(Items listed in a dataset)
* * *

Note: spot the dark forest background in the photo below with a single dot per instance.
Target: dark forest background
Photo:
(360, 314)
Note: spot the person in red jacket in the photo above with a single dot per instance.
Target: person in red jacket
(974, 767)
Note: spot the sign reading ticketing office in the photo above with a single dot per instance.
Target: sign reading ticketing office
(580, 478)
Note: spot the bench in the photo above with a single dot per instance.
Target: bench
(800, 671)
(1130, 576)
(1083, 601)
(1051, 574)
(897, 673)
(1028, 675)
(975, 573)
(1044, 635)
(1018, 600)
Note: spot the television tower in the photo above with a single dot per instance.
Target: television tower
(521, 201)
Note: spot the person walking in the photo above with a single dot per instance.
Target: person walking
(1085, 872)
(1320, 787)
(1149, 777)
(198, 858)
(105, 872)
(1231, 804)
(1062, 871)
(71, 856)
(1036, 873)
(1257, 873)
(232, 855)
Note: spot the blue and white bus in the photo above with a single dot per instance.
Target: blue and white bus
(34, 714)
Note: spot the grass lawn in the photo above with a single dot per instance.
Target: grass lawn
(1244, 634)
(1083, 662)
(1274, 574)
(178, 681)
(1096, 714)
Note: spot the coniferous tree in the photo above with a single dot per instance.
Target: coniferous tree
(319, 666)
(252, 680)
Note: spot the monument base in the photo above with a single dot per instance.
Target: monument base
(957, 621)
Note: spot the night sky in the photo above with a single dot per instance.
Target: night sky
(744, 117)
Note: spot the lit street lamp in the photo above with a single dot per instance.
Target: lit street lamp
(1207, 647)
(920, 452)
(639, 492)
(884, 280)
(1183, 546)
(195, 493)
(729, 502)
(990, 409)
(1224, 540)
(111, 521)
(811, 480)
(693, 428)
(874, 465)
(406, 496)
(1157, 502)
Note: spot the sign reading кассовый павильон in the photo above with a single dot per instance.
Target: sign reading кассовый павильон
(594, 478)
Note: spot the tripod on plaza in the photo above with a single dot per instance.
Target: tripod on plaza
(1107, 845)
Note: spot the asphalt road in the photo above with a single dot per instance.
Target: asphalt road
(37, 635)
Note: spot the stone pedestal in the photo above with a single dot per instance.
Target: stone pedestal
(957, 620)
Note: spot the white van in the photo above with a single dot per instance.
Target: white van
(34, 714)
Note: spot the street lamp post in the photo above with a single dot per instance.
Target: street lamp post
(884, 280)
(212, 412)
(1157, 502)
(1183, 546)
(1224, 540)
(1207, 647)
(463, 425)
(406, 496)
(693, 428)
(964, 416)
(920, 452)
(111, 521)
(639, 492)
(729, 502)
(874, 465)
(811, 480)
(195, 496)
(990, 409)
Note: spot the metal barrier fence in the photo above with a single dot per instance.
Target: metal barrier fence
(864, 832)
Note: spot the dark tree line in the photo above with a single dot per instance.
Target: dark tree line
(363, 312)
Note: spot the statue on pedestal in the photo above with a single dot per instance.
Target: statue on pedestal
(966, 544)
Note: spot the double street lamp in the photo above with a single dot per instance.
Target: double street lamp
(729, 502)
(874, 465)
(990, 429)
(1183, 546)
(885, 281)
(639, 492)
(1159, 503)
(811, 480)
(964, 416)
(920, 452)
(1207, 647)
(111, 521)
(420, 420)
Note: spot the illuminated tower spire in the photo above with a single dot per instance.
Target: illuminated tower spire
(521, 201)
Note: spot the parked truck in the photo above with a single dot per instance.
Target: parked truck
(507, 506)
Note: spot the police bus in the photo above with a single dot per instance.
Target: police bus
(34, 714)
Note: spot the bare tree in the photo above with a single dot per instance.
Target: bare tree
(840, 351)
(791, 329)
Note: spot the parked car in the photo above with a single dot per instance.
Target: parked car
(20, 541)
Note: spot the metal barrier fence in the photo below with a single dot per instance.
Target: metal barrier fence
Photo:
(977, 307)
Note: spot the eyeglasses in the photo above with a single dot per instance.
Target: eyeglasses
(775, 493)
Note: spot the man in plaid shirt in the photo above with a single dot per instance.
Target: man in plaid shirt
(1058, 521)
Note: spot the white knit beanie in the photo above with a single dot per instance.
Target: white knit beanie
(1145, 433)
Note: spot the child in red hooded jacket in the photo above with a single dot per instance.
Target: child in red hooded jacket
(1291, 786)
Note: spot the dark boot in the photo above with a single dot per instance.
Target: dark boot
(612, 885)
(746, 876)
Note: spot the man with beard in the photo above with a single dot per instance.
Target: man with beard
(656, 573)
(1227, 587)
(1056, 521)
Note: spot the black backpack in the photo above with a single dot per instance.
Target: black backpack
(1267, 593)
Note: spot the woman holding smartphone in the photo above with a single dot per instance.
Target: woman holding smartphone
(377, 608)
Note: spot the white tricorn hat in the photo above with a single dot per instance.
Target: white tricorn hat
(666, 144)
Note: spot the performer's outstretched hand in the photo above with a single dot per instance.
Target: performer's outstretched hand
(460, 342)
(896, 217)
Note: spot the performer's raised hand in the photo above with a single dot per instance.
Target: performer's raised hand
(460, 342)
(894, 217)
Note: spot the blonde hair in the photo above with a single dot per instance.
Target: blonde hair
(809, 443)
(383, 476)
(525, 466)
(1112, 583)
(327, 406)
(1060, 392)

* * *

**Written task**
Set all of the entries down again, exactly as they were given.

**Answer to this task**
Note: spot the dark forest background in the photo below with a single dot per instance.
Target: dark forest background
Photo:
(360, 314)
Note: spot the person in red jacket in the photo above with a single dot per instance.
Target: person in red jacket
(974, 767)
Note: spot the sign reading ticketing office in the photo above with a single dot per instance.
Target: sign reading ticketing office
(580, 478)
Note: spot the bench in the photo above with a single dot per instance.
Target: bench
(800, 671)
(1130, 576)
(1083, 601)
(1051, 574)
(897, 673)
(1028, 675)
(975, 573)
(1044, 635)
(1018, 600)
Note: spot the television tower in the photo above with a single dot per instance.
Target: television tower
(521, 201)
Note: spot the person walking in the photo above with a single dot per instance.
Target: person walking
(1085, 872)
(1320, 787)
(1149, 777)
(198, 858)
(105, 872)
(1231, 804)
(1062, 871)
(71, 856)
(1036, 873)
(1257, 873)
(232, 855)
Note: spot the blue and white bus in the photo above with a single dot per instance.
Target: blue and white bus
(34, 714)
Note: spot the grass lawn in the photo above with a single dot per instance.
Target: grass lawn
(1244, 634)
(1083, 662)
(1274, 574)
(178, 681)
(1096, 714)
Note: spot the coniferous tree in the photo above with a single dot per instance.
Target: coniferous tree
(319, 666)
(252, 680)
Note: spot the monument base in the photo above with a single dot per instance.
Target: monument base
(957, 621)
Note: spot the night sky in the photo above with a single dot per instance.
Target: night sky
(744, 117)
Note: spot the lit street lamp in the photo above with a single dot per instance.
Target: lit street lamp
(1207, 647)
(920, 452)
(639, 492)
(884, 280)
(1183, 546)
(195, 493)
(729, 502)
(990, 409)
(1224, 540)
(111, 521)
(811, 480)
(693, 428)
(874, 465)
(406, 496)
(1157, 502)
Note: spot the sign reading кассовый павильон in the photo above with a single dot per instance.
Target: sign reading кассовый павильон
(594, 478)
Note: spot the tripod on plaza in the photo above with a single dot per instance.
Target: tripod on plaza
(1107, 845)
Note: spot the asphalt road in the photo above with a single dot per instance.
Target: asphalt road
(37, 635)
Note: spot the stone pedestal in the photo above with a single dot per instance.
Target: stone pedestal
(957, 620)
Note: spot the white van in the photo above with a single dot per instance.
Target: white van
(34, 714)
Note: spot the street lamp post in the photo above with a single dot per instance.
Target: street lamp post
(884, 280)
(212, 412)
(1157, 502)
(1183, 546)
(1224, 540)
(1207, 647)
(463, 425)
(406, 496)
(693, 428)
(964, 416)
(920, 452)
(111, 521)
(639, 492)
(729, 502)
(874, 465)
(811, 480)
(195, 496)
(990, 409)
Note: spot the metal barrier fence in the photo above with a single dot per instance.
Target: metal barrier fence
(864, 832)
Note: spot the dark tree line in the photo above with a single dot per instance.
Target: dark tree line
(363, 312)
Note: spot the statue on pedestal in the photo above with a single dot per instance.
Target: statue on pedestal
(966, 544)
Note: spot the double street lamp in the photo above with a single dot per instance.
Target: double street lamp
(729, 502)
(874, 465)
(990, 429)
(1183, 546)
(885, 281)
(639, 492)
(1159, 503)
(811, 480)
(964, 416)
(920, 452)
(1207, 647)
(111, 521)
(420, 420)
Note: spot the illuminated tower spire in the photo above with a single dot per instance.
Target: illuminated tower spire
(521, 201)
Note: spot the parked truck in the photo above with a single dot per instance.
Target: parked truck
(507, 506)
Note: spot the police bus in the photo above with a single dot per instance.
Target: police bus
(34, 714)
Note: spot the bare tree in the photo above with a single dot per instance.
Target: bare tree
(840, 351)
(791, 329)
Note: spot the parked car in the photo above with a single dot per instance.
Target: parked car
(20, 541)
Note: spot the metal barrier fence in the photo below with a single dot per instance.
Target: metal barrier fence
Photo:
(977, 307)
Note: spot the eyeglasses in the photo above with a single dot per instance.
Target: eyeglasses
(775, 493)
Note: spot the man in plaid shirt in the photo above with a single dot per instance.
Target: man in plaid shirt
(1058, 521)
Note: spot the white knit beanie in the photo above with a single dot per instance.
Target: white knit beanie
(1145, 433)
Note: spot the child in red hooded jacket in the photo above with a single dot per instance.
Target: child in red hooded jacket
(1291, 786)
Note: spot the dark boot in the photo above with a single dot per instance.
Target: dark boot
(612, 885)
(746, 876)
Note: spot the man with beard in the photo above with a single dot per instance.
Target: man with beard
(656, 573)
(1227, 587)
(1056, 521)
Note: spot the black backpack in the photo above with a single dot per instance.
Target: black backpack
(1267, 593)
Note: spot the woman holding smartphone in the photo above with a single dot per instance.
Target: woman holding smartphone
(377, 608)
Note: spot the white tricorn hat in the photo above with a single dot per instance.
Target: white tricorn hat
(666, 144)
Note: spot the performer's outstretched hand in the photo above with a single dot per instance.
Target: performer's outstretched hand
(460, 342)
(896, 217)
Note: spot the performer's raised hand in the photo above with a single dot per instance.
Target: performer's raised hand
(460, 342)
(894, 217)
Note: spot the blonde hair in the photo above with a single dot per instance.
Target: blonde hair
(809, 443)
(383, 476)
(525, 466)
(1112, 583)
(327, 406)
(1060, 392)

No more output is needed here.